(Extracted records)

*** Begin section ***

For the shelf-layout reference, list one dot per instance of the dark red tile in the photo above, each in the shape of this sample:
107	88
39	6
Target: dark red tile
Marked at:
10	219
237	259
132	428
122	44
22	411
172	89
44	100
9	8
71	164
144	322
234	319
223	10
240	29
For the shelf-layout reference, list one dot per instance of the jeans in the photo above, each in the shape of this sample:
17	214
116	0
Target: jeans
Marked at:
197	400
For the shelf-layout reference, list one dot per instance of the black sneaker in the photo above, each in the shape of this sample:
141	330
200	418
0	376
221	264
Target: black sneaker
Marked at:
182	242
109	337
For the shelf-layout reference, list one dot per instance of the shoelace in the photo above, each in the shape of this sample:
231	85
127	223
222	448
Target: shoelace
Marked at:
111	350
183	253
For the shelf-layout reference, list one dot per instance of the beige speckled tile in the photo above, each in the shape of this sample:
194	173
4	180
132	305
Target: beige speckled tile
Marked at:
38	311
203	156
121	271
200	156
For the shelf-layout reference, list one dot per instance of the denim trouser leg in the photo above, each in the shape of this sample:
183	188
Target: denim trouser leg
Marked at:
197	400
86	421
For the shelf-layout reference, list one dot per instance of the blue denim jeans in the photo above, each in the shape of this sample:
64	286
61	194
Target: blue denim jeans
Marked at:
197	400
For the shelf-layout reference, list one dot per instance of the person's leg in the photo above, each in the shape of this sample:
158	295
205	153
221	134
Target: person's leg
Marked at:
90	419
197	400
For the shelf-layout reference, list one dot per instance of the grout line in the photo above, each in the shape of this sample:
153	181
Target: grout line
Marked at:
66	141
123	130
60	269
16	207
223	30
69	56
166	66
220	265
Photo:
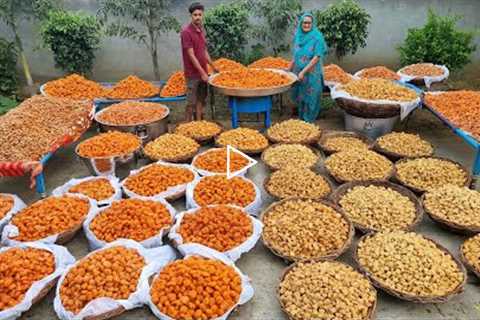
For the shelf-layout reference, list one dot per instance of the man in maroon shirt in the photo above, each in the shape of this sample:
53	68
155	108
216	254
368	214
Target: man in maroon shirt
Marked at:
195	60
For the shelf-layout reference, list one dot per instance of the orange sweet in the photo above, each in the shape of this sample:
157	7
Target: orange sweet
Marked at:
112	273
131	113
271	62
6	204
132	87
157	178
251	79
50	216
131	219
98	189
19	269
220	190
334	73
216	161
109	144
196	288
221	227
176	85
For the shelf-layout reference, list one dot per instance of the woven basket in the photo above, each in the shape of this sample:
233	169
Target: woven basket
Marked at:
339	180
396	156
334	134
397	179
448	225
45	290
68	235
179	159
331	256
368	110
246	151
371	310
272	168
311	140
341	191
205	139
278	197
410	297
467	263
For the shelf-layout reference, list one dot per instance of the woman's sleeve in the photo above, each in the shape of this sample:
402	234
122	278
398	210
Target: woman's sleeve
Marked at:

*** End section ***

● **Activity**
Only a number is wanted here: the count of lines above that contain the word "person".

● **Task solution**
2